[begin SUPPLIED MATERIAL]

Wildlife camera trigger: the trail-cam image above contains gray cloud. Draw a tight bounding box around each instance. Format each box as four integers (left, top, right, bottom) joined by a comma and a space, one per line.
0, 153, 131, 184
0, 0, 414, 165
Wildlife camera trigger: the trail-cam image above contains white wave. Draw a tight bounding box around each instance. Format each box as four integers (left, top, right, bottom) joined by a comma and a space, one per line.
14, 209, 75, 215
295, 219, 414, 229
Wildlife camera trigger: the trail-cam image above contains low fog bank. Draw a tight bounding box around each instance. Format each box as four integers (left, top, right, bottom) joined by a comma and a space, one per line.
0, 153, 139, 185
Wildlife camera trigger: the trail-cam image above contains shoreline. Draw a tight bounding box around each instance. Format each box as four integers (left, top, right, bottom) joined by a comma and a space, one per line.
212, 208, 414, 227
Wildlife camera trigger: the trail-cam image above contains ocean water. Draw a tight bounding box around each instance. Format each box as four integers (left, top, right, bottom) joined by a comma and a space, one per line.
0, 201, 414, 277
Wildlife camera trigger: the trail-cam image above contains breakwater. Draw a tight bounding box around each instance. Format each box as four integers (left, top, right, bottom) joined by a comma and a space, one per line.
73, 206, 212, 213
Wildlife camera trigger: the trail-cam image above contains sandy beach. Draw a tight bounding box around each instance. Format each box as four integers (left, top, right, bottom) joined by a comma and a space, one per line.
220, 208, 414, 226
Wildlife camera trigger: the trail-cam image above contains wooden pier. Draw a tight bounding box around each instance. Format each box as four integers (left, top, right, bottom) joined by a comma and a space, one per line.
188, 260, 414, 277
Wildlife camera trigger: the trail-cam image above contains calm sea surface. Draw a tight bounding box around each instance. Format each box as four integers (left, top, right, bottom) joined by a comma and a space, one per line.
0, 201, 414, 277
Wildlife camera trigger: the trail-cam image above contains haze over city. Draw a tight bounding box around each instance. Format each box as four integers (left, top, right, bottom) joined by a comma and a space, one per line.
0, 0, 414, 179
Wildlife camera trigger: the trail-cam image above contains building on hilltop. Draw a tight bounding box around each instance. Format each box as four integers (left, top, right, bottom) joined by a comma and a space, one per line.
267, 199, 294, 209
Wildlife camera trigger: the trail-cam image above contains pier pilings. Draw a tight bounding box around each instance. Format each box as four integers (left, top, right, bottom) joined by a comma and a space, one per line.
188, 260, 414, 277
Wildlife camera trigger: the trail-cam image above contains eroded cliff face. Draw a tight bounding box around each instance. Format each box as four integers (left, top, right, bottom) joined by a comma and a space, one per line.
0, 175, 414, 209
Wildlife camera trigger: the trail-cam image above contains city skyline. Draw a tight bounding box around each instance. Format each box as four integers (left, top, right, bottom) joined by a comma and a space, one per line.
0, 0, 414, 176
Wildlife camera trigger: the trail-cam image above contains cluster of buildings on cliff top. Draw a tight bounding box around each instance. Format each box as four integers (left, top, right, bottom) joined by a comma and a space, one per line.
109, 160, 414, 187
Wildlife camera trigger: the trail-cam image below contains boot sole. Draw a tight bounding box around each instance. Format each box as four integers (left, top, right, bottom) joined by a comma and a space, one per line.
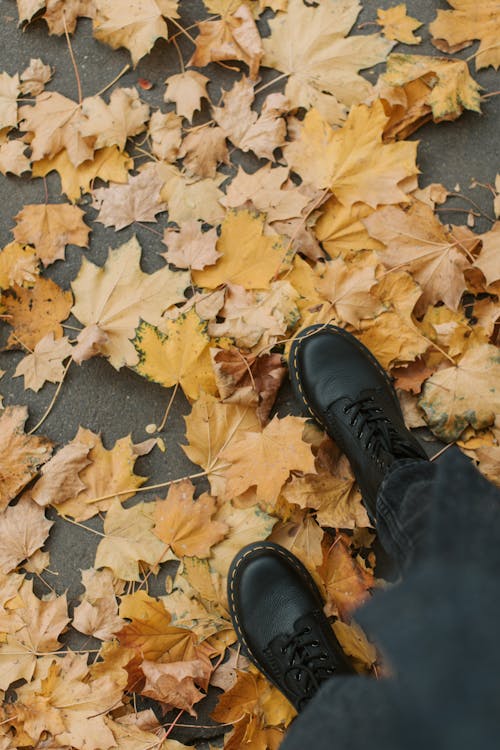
288, 323, 401, 432
227, 542, 336, 692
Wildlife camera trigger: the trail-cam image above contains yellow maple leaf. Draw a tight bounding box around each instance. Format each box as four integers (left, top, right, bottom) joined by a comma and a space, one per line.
429, 0, 500, 69
133, 309, 217, 400
193, 210, 286, 289
154, 480, 228, 557
56, 427, 152, 521
0, 242, 40, 289
221, 416, 315, 503
33, 146, 133, 202
2, 278, 73, 349
13, 203, 90, 266
72, 237, 189, 369
262, 0, 392, 124
0, 406, 52, 511
381, 54, 481, 122
94, 0, 179, 66
418, 344, 500, 441
284, 100, 418, 208
377, 3, 422, 44
95, 500, 167, 581
117, 590, 197, 662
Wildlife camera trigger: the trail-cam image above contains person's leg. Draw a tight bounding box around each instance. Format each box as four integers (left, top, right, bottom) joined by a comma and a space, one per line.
282, 450, 500, 750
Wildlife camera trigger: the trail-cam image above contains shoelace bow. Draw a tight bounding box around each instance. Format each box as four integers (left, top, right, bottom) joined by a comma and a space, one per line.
344, 396, 415, 459
281, 625, 334, 709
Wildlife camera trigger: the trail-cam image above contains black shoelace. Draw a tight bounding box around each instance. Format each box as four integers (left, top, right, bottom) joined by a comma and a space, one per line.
281, 625, 335, 710
344, 396, 417, 461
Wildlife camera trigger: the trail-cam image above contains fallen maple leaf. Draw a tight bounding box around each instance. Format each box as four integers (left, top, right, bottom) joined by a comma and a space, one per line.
1, 278, 73, 349
73, 568, 125, 641
284, 101, 418, 208
208, 281, 299, 349
179, 127, 229, 177
19, 91, 95, 167
316, 254, 383, 327
13, 203, 90, 266
188, 3, 262, 80
13, 331, 73, 391
380, 54, 481, 122
221, 164, 310, 222
72, 237, 189, 369
210, 347, 287, 425
94, 0, 179, 66
0, 242, 40, 289
154, 480, 228, 557
141, 659, 212, 718
0, 140, 31, 177
0, 497, 54, 573
0, 73, 21, 131
148, 111, 182, 163
182, 394, 259, 496
377, 3, 422, 44
429, 0, 500, 69
418, 344, 500, 442
162, 221, 220, 271
318, 536, 375, 621
0, 406, 52, 511
262, 0, 393, 124
30, 437, 92, 506
164, 70, 210, 121
21, 57, 53, 96
212, 77, 288, 161
33, 146, 133, 202
193, 210, 285, 289
95, 500, 167, 581
55, 427, 155, 521
363, 202, 479, 314
221, 416, 315, 503
133, 309, 215, 400
92, 172, 167, 230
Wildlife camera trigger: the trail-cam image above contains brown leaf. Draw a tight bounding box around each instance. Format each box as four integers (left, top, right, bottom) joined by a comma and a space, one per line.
0, 497, 54, 573
13, 203, 90, 266
188, 3, 262, 80
162, 221, 221, 270
0, 406, 52, 511
154, 480, 228, 557
164, 70, 210, 121
210, 347, 286, 425
19, 91, 94, 167
13, 332, 73, 391
21, 57, 53, 96
212, 78, 288, 161
221, 416, 315, 503
318, 536, 374, 621
179, 127, 229, 177
92, 171, 167, 230
2, 278, 73, 349
79, 88, 149, 151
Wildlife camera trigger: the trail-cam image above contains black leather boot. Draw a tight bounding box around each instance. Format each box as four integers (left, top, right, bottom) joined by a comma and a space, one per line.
289, 325, 427, 521
228, 542, 352, 711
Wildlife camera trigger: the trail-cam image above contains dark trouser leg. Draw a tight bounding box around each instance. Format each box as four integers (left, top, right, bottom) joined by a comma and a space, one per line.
282, 451, 500, 750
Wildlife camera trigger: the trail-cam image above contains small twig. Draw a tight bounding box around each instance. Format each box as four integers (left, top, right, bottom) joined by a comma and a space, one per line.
94, 63, 130, 96
169, 18, 198, 46
63, 9, 83, 104
28, 357, 73, 435
156, 383, 179, 432
253, 73, 292, 94
172, 39, 186, 73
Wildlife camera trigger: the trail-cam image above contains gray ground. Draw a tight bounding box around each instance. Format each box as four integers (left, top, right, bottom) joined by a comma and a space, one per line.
0, 0, 500, 742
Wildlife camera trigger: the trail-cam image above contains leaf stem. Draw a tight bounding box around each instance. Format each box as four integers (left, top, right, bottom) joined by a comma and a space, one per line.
28, 357, 73, 435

[end SUPPLIED MATERIAL]

Replace "trail-cam image" with "camera-trap photo" in every item above and keep all other wording unchanged. Leave the pictures out of your answer.

Wildlife camera trigger: the camera-trap photo above contains gray cloud. Draw a tight bounding box around each instance. Format each box as four integers (left, top, right, bottom) joined by a comma and a space, one per line.
0, 153, 131, 184
0, 0, 414, 165
Wildlife camera trigger: the camera-trap photo above contains white wave. Draw a tight bounding box around each instance. Format each box as four integers (left, top, right, bottom) joined by a comma and a space, one per line.
14, 209, 75, 215
295, 219, 414, 229
Wildlife camera trigger: the camera-trap photo above contains low fog bank. Draw a tight bounding box around each instance. Format each box as four integers (left, top, right, bottom) joined by a comma and a space, one per line.
0, 153, 139, 185
Wildlife camera trigger: the camera-trap photo above contains shoreline. Draw a tight bounding box around each instance. Format each box as four integers (left, top, right, bottom) joined by a comma and a space, one per line.
212, 208, 414, 227
Wildlife camera trigger: the camera-trap photo above contains ocean water. Draw a tight bounding box around each instance. Format each box as four integers (left, top, right, bottom) joined by a comma and a space, one per line.
0, 201, 414, 277
Wildlife camera trigger: the camera-trap photo above contains breakwater. Draw a tight bounding box around each instance. Format each box as four integers (left, top, right, bottom) joined by a comma and a space, one per line.
73, 206, 212, 213
Wildlife camera trigger: the camera-trap photo above contains sandy beach. Draw a tight bounding box around each instance. Format each box as four integers (left, top, right, bottom) joined by a comma and a space, one per line.
220, 208, 414, 226
Wildlife camera trigger: the camera-trap photo above contains wooden pier. Draw a tight bounding box around each instance. Format each box as four integers (left, top, right, bottom) joined by a comma and a space, one per line.
188, 260, 414, 277
Wildlife camera trigger: the camera-trap photo above contains calm sea surface. Draw a tight bounding box around each instance. Format each box as four integers (left, top, right, bottom) joined by a comma and a space, one per line.
0, 201, 414, 277
Wildlife camera trigger: the camera-trap photo above contains haze over city. Draw a tight bounding box around each instance. Format each box as four integers (left, top, right, bottom) joined by a comma and a space, one per line.
0, 0, 414, 179
Wildlife camera trigger: the camera-trap photo above contains building on hilltop. Draw a tight bounding box around each instance. Format each box as four integers (left, top, right, bottom) joined by a comma and a space, one per line.
267, 199, 294, 209
Wildlife camera trigger: the camera-trap photo above contains pier pilings. Draw a tight bounding box around each instance. Format each box as four integers (left, top, right, bottom) joined by a comma and a space, one per line.
188, 260, 414, 277
Wildlife camera trigger: the camera-trap photo above contains eroded cliff face. Draw a tight bounding box around each instance. Format each box as four integers (left, top, right, bottom) joined by a comma and a space, one per line.
0, 175, 414, 209
Wildlife camera trigger: the camera-trap photo above contains city skyline. Draw a tight bounding box around each instance. Format each box as four integers (left, top, right, bottom) joined by a comma and a space, one per line.
0, 0, 414, 176
Wildlife camera trigger: the camera-trap photo above contains cluster of buildings on cliff top. Draw a tight bounding box around each instance. Format each box as four integers (left, top, right, bottom) joined by a comma and a space, one per line.
109, 160, 414, 187
Wildlife camera trigger: the camera-trap photo below contains boot sole. Draw a tight bounding box around each instance. Format each box as four integers (left, top, right, bottom) joined by a comma and a space, one per line.
288, 323, 401, 432
227, 542, 336, 692
Wildlife camera trigger: the camera-trap photo above contains yellow maple leaf. Draw a tight bounding box around each instance. Format each box as four integers (left, top, right, bottom) joined by a comma and a space, one per line.
429, 0, 500, 69
133, 309, 217, 400
193, 210, 286, 289
154, 480, 228, 557
56, 427, 152, 521
0, 242, 40, 289
221, 416, 315, 503
33, 146, 133, 202
2, 278, 73, 349
13, 203, 90, 266
72, 237, 189, 369
262, 0, 392, 124
0, 406, 52, 511
381, 54, 481, 122
94, 0, 179, 66
418, 344, 500, 441
284, 100, 418, 208
377, 3, 422, 44
95, 500, 167, 581
117, 590, 197, 662
Wildlife camera trigger: the camera-trap photo above contains person's leg. Draw a tight bounding box around each instance. Format each box as four integers (left, top, right, bottom) joined by a comma and a space, one per line.
282, 450, 500, 750
Wildlife camera trigger: the camera-trap photo above contains shoelace bow. Draw a tight bounding box around each instance. Format each box as four integers (left, top, right, bottom) joined by a comma and a space, one per line.
344, 396, 415, 459
281, 625, 334, 709
Wildlife camera trigger: the camera-trap photo above contains black shoelace. Draw a tight bounding box around each instance. Format each box as four integers (left, top, right, bottom) joined by a comma and a space, one per line.
281, 625, 335, 710
344, 396, 417, 461
Wildlife camera trigger: the camera-trap photo above contains fallen maple leaf. Draw a tight bounding box around each instance. Format each box as four integers (left, top, right, bottom) joined by a comma and a space, one per line.
1, 278, 73, 349
73, 568, 125, 641
284, 101, 418, 208
208, 281, 299, 349
179, 127, 229, 177
19, 91, 95, 167
316, 254, 383, 327
13, 203, 90, 266
188, 3, 262, 80
13, 331, 73, 391
380, 54, 481, 122
221, 164, 310, 222
72, 237, 189, 369
210, 347, 287, 425
94, 0, 179, 66
0, 242, 40, 289
154, 480, 228, 557
141, 659, 212, 718
0, 140, 31, 177
0, 497, 54, 573
0, 73, 21, 131
148, 111, 182, 163
182, 394, 259, 496
377, 3, 422, 44
429, 0, 500, 69
418, 344, 500, 442
162, 221, 220, 271
318, 536, 375, 621
0, 406, 52, 511
262, 0, 393, 124
30, 437, 92, 506
164, 70, 210, 121
21, 57, 53, 96
212, 77, 288, 161
33, 146, 133, 202
193, 210, 285, 289
95, 500, 167, 581
55, 427, 155, 521
363, 202, 479, 314
221, 416, 315, 503
133, 309, 215, 400
92, 172, 167, 230
Wildlife camera trigger: the camera-trap photo above contains brown leaf. Draw a tight bounding box around each instance. Format each box as four integers (left, top, right, bottom) joined by a comma and a space, one per line.
0, 497, 54, 573
13, 203, 90, 266
188, 3, 262, 80
162, 221, 221, 270
0, 406, 52, 511
154, 480, 228, 557
164, 70, 210, 121
210, 347, 286, 425
19, 91, 94, 167
13, 332, 73, 391
21, 57, 53, 96
212, 78, 288, 161
221, 416, 315, 503
318, 536, 374, 621
179, 127, 229, 177
92, 171, 167, 230
2, 278, 73, 349
79, 88, 149, 151
Wildlife camera trigger: the camera-trap photo above contains black leather boot. Draw a tight bounding box around each instance. Format each box as four integers (left, top, right, bottom) joined by a comma and a space, one per line.
289, 325, 427, 521
228, 542, 352, 711
Wildlife camera trigger: the camera-trap photo above contains dark trouser leg. Draw a tight bounding box around each instance. Format each box as four integers (left, top, right, bottom) joined by a comma and a space, one per line.
282, 451, 500, 750
Wildlife camera trigger: the camera-trap photo above contains small twig. Draw a tight bounding box around each instance. Format each box as four integers (left, top, right, bottom) joined by a comma and a space, one per line.
94, 63, 130, 96
169, 18, 198, 46
63, 9, 83, 104
28, 357, 73, 435
156, 383, 179, 432
253, 73, 292, 94
172, 39, 186, 73
Wildlife camera trigger: the camera-trap photo above contains gray ground. Draw a tight bounding box around each instance. Format each box as four integers (left, top, right, bottom) joined by a comma and a space, one per line.
0, 0, 500, 742
Wildlife camera trigger: the camera-trap photo above contains leaf stem. Draw a tight bounding box around each instance. Format each box as four integers (left, top, right, bottom) joined by a comma and a space, one per line.
28, 357, 73, 435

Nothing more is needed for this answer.